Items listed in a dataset
^^^^^^^^^^^^^^^^

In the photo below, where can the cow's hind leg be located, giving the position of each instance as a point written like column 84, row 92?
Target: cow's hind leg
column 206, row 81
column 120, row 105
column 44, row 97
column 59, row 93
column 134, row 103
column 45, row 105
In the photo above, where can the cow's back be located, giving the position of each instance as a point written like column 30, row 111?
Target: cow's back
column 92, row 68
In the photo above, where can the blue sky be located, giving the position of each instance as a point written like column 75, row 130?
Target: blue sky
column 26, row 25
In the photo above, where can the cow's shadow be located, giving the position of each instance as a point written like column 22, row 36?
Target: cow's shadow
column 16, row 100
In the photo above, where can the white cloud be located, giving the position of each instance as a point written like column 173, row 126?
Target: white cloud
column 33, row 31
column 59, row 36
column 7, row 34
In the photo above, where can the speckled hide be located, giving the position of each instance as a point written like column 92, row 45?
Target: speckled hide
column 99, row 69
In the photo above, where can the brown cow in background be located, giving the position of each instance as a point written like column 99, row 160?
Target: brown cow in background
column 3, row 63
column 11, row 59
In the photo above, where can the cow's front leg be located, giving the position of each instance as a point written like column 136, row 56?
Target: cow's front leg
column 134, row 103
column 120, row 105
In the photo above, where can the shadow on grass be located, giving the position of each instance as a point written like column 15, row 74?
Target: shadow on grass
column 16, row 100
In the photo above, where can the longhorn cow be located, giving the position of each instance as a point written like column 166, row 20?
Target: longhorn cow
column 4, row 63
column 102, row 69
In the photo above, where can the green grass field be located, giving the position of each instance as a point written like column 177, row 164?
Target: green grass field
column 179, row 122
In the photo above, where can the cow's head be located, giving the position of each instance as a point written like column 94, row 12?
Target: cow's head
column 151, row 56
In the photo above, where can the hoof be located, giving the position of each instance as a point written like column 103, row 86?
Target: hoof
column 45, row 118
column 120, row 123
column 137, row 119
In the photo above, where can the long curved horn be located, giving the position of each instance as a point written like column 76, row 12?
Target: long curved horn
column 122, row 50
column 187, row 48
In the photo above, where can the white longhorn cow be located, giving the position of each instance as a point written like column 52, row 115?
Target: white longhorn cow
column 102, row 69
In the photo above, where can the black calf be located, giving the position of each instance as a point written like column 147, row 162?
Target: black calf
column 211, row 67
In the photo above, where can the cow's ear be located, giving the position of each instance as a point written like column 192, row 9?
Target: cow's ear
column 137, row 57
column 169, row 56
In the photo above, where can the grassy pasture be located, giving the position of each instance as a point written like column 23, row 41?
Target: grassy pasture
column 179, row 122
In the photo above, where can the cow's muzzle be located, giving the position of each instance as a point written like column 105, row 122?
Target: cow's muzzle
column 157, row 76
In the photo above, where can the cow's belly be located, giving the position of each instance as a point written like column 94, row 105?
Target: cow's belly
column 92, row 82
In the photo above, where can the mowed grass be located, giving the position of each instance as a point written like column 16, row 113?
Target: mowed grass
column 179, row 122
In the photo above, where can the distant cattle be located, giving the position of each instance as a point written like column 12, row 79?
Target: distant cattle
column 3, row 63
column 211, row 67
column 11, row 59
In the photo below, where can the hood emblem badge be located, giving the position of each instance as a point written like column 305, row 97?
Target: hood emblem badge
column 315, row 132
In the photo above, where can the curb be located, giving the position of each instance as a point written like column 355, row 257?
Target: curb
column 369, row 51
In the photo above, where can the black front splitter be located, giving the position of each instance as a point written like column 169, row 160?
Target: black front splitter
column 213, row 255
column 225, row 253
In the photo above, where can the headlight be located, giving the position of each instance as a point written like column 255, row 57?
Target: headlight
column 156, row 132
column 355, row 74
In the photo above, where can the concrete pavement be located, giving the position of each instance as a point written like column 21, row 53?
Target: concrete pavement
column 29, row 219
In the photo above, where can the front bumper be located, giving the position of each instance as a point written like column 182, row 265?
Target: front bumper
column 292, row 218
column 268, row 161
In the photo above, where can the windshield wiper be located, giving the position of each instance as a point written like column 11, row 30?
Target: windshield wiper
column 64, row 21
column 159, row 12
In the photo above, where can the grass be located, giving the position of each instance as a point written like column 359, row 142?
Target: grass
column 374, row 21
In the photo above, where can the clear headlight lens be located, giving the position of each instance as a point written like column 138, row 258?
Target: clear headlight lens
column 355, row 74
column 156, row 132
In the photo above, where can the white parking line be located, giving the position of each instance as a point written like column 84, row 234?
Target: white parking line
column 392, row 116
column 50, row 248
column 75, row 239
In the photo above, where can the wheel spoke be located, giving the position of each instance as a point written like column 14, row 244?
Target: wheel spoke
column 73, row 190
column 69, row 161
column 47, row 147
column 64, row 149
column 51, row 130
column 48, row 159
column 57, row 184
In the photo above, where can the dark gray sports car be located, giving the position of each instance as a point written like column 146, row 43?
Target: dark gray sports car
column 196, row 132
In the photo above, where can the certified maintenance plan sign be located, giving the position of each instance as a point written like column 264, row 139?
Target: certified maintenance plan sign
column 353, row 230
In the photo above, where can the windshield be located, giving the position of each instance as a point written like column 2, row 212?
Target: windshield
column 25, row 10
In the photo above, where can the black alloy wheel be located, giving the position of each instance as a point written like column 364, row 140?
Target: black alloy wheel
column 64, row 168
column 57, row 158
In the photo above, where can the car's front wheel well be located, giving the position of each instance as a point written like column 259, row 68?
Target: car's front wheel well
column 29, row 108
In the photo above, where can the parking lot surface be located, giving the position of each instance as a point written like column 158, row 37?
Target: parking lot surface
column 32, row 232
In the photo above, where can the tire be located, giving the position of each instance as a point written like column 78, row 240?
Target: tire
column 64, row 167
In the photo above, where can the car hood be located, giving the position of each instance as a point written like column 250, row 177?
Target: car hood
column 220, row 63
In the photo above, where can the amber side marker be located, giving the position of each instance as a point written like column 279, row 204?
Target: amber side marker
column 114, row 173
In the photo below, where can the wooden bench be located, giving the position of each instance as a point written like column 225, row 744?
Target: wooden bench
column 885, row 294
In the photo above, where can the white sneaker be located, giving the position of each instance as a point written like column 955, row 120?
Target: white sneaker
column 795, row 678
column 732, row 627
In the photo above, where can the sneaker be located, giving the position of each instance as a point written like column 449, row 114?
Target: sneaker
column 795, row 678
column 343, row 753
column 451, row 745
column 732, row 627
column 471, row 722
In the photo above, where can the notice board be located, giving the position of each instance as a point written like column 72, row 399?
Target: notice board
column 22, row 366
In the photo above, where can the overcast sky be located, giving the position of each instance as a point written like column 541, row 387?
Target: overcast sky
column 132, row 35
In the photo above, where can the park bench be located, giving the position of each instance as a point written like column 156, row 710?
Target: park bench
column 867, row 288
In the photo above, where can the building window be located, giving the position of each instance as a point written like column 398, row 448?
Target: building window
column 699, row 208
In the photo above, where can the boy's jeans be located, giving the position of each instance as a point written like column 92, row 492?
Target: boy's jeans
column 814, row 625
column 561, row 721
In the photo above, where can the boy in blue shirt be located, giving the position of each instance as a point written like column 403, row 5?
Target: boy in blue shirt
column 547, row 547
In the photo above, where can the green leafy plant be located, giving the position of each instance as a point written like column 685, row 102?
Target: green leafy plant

^^^^^^^^^^^^^^^^

**Work required:** Copy every one of the records above word for word, leaving nothing out and changing nothing.

**Task solution:**
In the photo below, where can the cow's hind leg be located, giving the position of each instance as a point written like column 84, row 92?
Target: cow's hind leg
column 206, row 81
column 120, row 105
column 44, row 97
column 59, row 93
column 134, row 103
column 45, row 105
In the photo above, where can the cow's back be located, giving the position of each instance as a point written like column 30, row 111?
Target: cow's back
column 92, row 68
In the photo above, where can the blue sky be located, giving the position of each instance as a point written like column 75, row 130?
Target: blue sky
column 26, row 25
In the photo above, where can the cow's shadow be located, giving the position of each instance as a point written like column 22, row 36?
Target: cow's shadow
column 16, row 100
In the photo above, where can the white cloud be located, giving the position of each instance as a point written like column 173, row 126?
Target: white cloud
column 33, row 31
column 59, row 36
column 7, row 34
In the photo above, where can the speckled hide be located, giving the position of each instance as a point written like column 92, row 45?
Target: speckled hide
column 99, row 69
In the photo above, where can the brown cow in background be located, giving the position of each instance as a point written like column 99, row 160?
Target: brown cow in background
column 3, row 63
column 11, row 59
In the photo above, where can the cow's front leg be located, giving the position of each instance as a point written like column 136, row 56?
Target: cow's front leg
column 134, row 103
column 120, row 105
In the photo above, where can the shadow on grass be located, giving the position of each instance as a point written like column 15, row 74?
Target: shadow on grass
column 16, row 100
In the photo above, where can the longhorn cow be located, giving the position of each instance as a point written like column 166, row 20?
Target: longhorn cow
column 4, row 63
column 102, row 69
In the photo above, where can the green grass field be located, giving the position of each instance as a point written like column 177, row 164?
Target: green grass field
column 179, row 122
In the photo above, where can the cow's head be located, giving the position of each instance as a point written like column 94, row 12?
Target: cow's head
column 151, row 56
In the photo above, where can the hoof be located, giving the position of each instance as a point written like column 103, row 86?
Target: hoof
column 45, row 118
column 120, row 123
column 137, row 119
In the photo above, where can the long curved horn be located, giving the position of each instance as a point written like column 76, row 12?
Target: long curved horn
column 122, row 50
column 187, row 48
In the photo above, where can the white longhorn cow be located, giving the position of each instance as a point written like column 52, row 115?
Target: white longhorn cow
column 102, row 69
In the photo above, where can the black calf be located, giving the position of each instance as a point written like column 147, row 162?
Target: black calf
column 211, row 67
In the photo above, where can the cow's ear be located, giving the position of each instance as a point written like column 192, row 9?
Target: cow's ear
column 137, row 57
column 169, row 56
In the photo above, where can the grassy pasture be located, giving the position of each instance as a point written like column 23, row 41?
Target: grassy pasture
column 179, row 122
In the photo above, where can the cow's muzzle be located, giving the position of each instance as a point written like column 105, row 122?
Target: cow's muzzle
column 157, row 76
In the photo above, where can the cow's belly be located, giving the position of each instance as a point written like column 94, row 105?
Target: cow's belly
column 92, row 82
In the photo above, where can the mowed grass be located, giving the position of each instance as a point written like column 16, row 113?
Target: mowed grass
column 179, row 122
In the photo above, where can the distant cattle be located, giving the position of each instance as a point written like column 12, row 79?
Target: distant cattle
column 3, row 63
column 211, row 67
column 11, row 59
In the photo below, where can the hood emblem badge be located, giving the position of each instance as a point written like column 305, row 97?
Target: hood emblem badge
column 315, row 132
In the photo above, where can the curb be located, giving the position of each instance as a point written like column 355, row 257?
Target: curb
column 369, row 51
In the photo above, where can the black front splitter be located, giving the position of each instance as a point written like column 169, row 160?
Target: black front splitter
column 213, row 255
column 225, row 253
In the photo above, where can the headlight be located, giving the position of each instance as a point written like column 255, row 57?
Target: headlight
column 156, row 132
column 355, row 74
In the photo above, where can the concrete pavement be located, giving the position of each instance as a point written like column 21, row 53?
Target: concrete pavement
column 29, row 219
In the photo above, where can the front bumper be located, giving the position of each instance as a point written like column 182, row 265?
Target: front bumper
column 292, row 218
column 268, row 161
In the photo above, where can the windshield wiper be located, giving the position of each instance as a point written like column 11, row 30?
Target: windshield wiper
column 64, row 21
column 159, row 12
In the photo above, where can the grass be located, giving the position of each instance as a point written like column 359, row 142?
Target: grass
column 374, row 21
In the photo above, where can the clear headlight lens be located, giving the position of each instance as a point written like column 138, row 258?
Target: clear headlight lens
column 355, row 74
column 156, row 132
In the photo above, where can the white parking line be located, giving the position of each instance as a point written like column 84, row 234?
Target: white parking line
column 392, row 116
column 50, row 248
column 75, row 239
In the photo above, where can the wheel spoke be located, giving the position of each instance as a point written like column 14, row 244?
Target: wheel spoke
column 73, row 190
column 69, row 161
column 47, row 147
column 64, row 149
column 51, row 130
column 48, row 159
column 57, row 184
In the photo above, where can the dark gray sports car be located, giving the position of each instance as a point written like column 146, row 43?
Target: dark gray sports car
column 196, row 132
In the photo above, where can the certified maintenance plan sign be located, giving the position of each instance as a point written like column 264, row 139?
Target: certified maintenance plan sign
column 353, row 230
In the photo above, where can the windshield be located, giving the position of each instance as a point written like column 2, row 212?
Target: windshield
column 25, row 10
In the photo above, where can the black alloy wheel be located, giving the position of each instance as a point written like column 364, row 140?
Target: black alloy wheel
column 64, row 168
column 57, row 158
In the photo above, where can the car's front wheel well be located, giving the position of each instance as a point written like column 259, row 68?
Target: car's front wheel well
column 29, row 108
In the photo above, where can the parking lot surface be located, giving the position of each instance as a point written like column 158, row 37?
Target: parking lot surface
column 32, row 232
In the photo above, where can the tire be located, giving the position of each instance as a point written like column 78, row 240?
Target: tire
column 64, row 167
In the photo above, where can the car hood be located, giving the position of each instance as a point written like column 250, row 177?
Target: car hood
column 220, row 63
In the photo above, where can the amber side marker be located, giving the position of each instance as a point written like column 279, row 204?
Target: amber side marker
column 114, row 173
In the photo below, where can the wooden bench be located, giving the position of each instance as a point written like column 225, row 744?
Target: wooden bench
column 885, row 294
In the photo above, where can the white sneaker be located, giving the position of each instance as a point written like column 955, row 120?
Target: white sneaker
column 795, row 678
column 732, row 627
In the photo above, where can the sneaker be located, giving the position of each instance as a point written like column 449, row 114?
Target: sneaker
column 795, row 678
column 343, row 753
column 451, row 745
column 732, row 627
column 471, row 722
In the photo above, where can the notice board be located, giving the position of each instance as a point written like column 72, row 399?
Target: notice board
column 22, row 366
In the photo above, where can the overcast sky be located, giving the position of each instance as a point written like column 541, row 387?
Target: overcast sky
column 132, row 35
In the photo above, where can the park bench be located, giving the position of each instance as a point written like column 156, row 710?
Target: park bench
column 867, row 288
In the photo above, where can the building window be located, giving the position of each instance as a point written like column 398, row 448?
Target: building window
column 699, row 208
In the photo above, where can the boy's jeans be located, giving the position of each instance as a point written like column 92, row 492?
Target: boy's jeans
column 814, row 625
column 561, row 721
In the photo above, where can the boy in blue shirt be located, giving the position of each instance as a point written like column 403, row 5?
Target: boy in blue shirt
column 547, row 547
In the photo above, where can the green leafy plant be located, giving the position of each instance as a point written like column 685, row 102?
Target: green leafy plant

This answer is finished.